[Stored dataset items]
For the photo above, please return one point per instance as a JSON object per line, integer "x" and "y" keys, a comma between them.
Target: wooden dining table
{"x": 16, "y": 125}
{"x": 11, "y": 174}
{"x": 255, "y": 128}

--- What to produce ---
For this exercise, repeat the data above exactly.

--- Exercise result ---
For the photo above, please return one point per instance as a JSON object per line, integer "x" and "y" keys, a comma between them.
Target: wooden dining table
{"x": 16, "y": 125}
{"x": 11, "y": 174}
{"x": 255, "y": 128}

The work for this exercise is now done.